▶ _Work task A_: According to the instrumentation text, which level is used by default when instrumentation is enabled but no level is set?
▶ _Work task B_: Please write out the instrumentation text again, everything from "The instrumentation and" down to "less disk space.", substituting "storage space" for "disk space".
▶ _Work task C_: Summarize the instrumentation text in two sentences.

Document text: Begin

Fortunately, Score-P offers a user API to instrument the source code manually. This API generally provides a set of preprocessor directives (macros) which can be inserted at the beginning of a function or method. Expanded, a macro creates a new object on the stack to generate an enter event at construction time; when the function leaves, this object is destructed and triggers a leave event. Instrumenting every single function this way results in a similar behavior as the compiler instrumentation, in terms of runtime overhead and memory footprint. To avoid this, we used a level based approach for the instrumentation. According to the architecture of the DASH library the instrumentation is portioned into the following three levels:

  • CONTAINER_LEVEL instrumentation

  • PATTERN_LEVEL instrumentation

  • ALL_LEVEL instrumentation

CONTAINER_LEVEL is the lightest level of instrumentation, only public methods of the DASH container classes are recorded. This level can show performance-critical methods of the DASH containers. PATTERN_LEVEL extends the container level with all methods of the DASH pattern classes and delivers additional information for the data distribution. Figure 3 shows Vampir’s function summary plot for an instrumented DASH application with PATTERN_LEVEL instrumentation. All DASH functions and methods will be recorded with the level ALL_LEVEL.

Fig. 3
figure 3

Vampir screenshot. Accumulated exclusive time per function for all functions recorded with PATTERN_LEVEL

The instrumentation and the concrete level can be enabled with the compiler flags -DDASH_SCOREP and -D<LEVELNAME>_LEVEL=true. If no level is set the default level is CONTAINER_LEVEL (only when instrumentation is enabled).

The used disk space of the produced traces for the different instrumentation levels are shown in Table 1. NO_DASH represents DART and MPI functions only (no DASH functions were recorded) while COMPILER recorded all functions (automatic compiler instrumentation). Table 1 shows, that the instrumentation of the DASH container functions already increased the trace sizes by about 10 GB. Recording all DASH functions used 61 GB which is 10 times more than NO_DASH. However, compared to COMPILER, ALL_LEVEL uses significantly less disk space.

Table 1 Comparison of the used disk space for different instrumentation levels. Measured was a 2-D heat equation running on two nodes (each 4 cores) with a problem size of 64 × 64. The columns describe the different instrumentation levels. NO DASH means only MPI and DART calls are recorded. COMPILER used automatic compiler instrumentation

Additionally to the traces’ sizes, we compared the runtimes of the instrumentation levels (Table 2). Therefore, we measured the whole application execution time which includes initialization and finalization of DASH.Footnote 4 The reason for the enormous difference of factor 3 between PLAIN and NO DASH is the tracing of DART and MPI events in NO DASH. This and the large number of iterations, cause the big runtime overhead. The difference between CONTAINER_LEVEL and PATTERN_LEVEL is quite acceptable, considering the higher degree of information. Table 2 also shows that the highest instrumentation level of DASH (ALL_LEVEL) produced significantly less overhead than the automatic compiler instrumentation (COMPILER).

Document text: End
Data supplied: Begin

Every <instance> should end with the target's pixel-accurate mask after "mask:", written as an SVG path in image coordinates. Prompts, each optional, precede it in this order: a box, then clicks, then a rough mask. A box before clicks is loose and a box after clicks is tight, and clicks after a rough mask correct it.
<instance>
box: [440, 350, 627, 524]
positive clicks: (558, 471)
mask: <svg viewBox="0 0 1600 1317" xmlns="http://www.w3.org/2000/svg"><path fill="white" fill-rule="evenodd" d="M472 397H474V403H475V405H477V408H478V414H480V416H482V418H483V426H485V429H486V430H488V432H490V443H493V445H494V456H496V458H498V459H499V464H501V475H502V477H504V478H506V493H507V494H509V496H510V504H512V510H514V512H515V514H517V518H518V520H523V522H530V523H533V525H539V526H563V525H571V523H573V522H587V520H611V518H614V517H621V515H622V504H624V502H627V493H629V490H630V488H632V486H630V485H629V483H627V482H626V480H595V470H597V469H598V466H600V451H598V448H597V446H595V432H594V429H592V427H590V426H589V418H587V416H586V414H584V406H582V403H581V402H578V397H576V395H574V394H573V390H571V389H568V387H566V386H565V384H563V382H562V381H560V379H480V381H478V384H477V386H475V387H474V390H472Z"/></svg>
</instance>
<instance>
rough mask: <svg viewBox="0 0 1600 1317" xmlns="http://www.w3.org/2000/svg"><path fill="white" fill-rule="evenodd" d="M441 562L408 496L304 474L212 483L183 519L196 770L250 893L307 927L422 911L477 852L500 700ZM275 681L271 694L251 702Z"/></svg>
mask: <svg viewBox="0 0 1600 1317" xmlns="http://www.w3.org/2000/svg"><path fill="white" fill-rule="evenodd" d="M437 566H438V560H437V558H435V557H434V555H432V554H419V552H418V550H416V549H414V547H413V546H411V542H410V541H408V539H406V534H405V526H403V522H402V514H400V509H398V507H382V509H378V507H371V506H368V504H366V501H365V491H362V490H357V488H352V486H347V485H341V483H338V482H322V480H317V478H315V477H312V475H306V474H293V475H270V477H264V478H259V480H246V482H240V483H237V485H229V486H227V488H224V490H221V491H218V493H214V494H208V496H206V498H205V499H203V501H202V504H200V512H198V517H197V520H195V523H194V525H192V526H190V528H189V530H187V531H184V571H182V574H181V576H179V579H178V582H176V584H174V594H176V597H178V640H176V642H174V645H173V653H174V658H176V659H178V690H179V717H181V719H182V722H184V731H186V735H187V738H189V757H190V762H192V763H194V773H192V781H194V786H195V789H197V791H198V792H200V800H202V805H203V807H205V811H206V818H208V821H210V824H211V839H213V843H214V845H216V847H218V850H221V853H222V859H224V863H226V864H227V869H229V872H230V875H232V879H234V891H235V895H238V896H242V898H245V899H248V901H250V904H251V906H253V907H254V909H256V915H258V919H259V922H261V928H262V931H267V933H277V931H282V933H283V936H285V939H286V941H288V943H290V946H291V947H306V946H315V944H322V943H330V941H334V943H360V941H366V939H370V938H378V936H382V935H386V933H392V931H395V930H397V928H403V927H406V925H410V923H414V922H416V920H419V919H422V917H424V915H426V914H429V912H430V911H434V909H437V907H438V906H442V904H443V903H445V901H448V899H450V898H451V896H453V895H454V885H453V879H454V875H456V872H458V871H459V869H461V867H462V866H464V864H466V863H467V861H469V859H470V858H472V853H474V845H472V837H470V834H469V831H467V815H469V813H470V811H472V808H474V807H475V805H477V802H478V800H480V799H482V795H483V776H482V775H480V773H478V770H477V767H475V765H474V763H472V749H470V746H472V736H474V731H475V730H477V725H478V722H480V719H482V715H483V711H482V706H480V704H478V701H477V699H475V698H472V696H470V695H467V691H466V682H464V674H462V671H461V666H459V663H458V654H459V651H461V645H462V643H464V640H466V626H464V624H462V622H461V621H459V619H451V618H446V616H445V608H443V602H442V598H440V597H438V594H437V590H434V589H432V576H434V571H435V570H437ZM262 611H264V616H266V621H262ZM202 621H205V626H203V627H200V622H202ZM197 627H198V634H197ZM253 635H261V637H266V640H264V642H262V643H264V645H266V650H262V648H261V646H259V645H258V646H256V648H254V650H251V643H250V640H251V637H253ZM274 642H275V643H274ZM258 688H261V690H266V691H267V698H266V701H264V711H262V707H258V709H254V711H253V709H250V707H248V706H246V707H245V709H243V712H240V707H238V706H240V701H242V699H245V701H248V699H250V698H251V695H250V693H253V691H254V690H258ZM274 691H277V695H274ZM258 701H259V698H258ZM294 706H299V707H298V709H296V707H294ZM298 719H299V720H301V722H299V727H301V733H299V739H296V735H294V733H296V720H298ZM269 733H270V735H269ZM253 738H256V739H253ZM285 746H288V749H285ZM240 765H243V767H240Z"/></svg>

Data supplied: End

▶ _Task result A_: CONTAINER_LEVEL

▶ _Task result B_:
The instrumentation and the concrete level can be enabled with the compiler flags -DDASH_SCOREP and -D<LEVELNAME>_LEVEL=true. If no level is set the default level is CONTAINER_LEVEL (only when instrumentation is enabled).

The used storage space of the produced traces for the different instrumentation levels are shown in Table 1. NO_DASH represents DART and MPI functions only (no DASH functions were recorded) while COMPILER recorded all functions (automatic compiler instrumentation). Table 1 shows, that the instrumentation of the DASH container functions already increased the trace sizes by about 10 GB. Recording all DASH functions used 61 GB which is 10 times more than NO_DASH. However, compared to COMPILER, ALL_LEVEL uses significantly less storage space.

▶ _Task result C_: Score-P offers a user API whose macros allow manual instrumentation, which was divided into three levels based on the DASH library architecture: CONTAINER_LEVEL, PATTERN_LEVEL and ALL_LEVEL. Even ALL_LEVEL, which records all DASH functions, used significantly less disk space and produced significantly less overhead than automatic compiler instrumentation.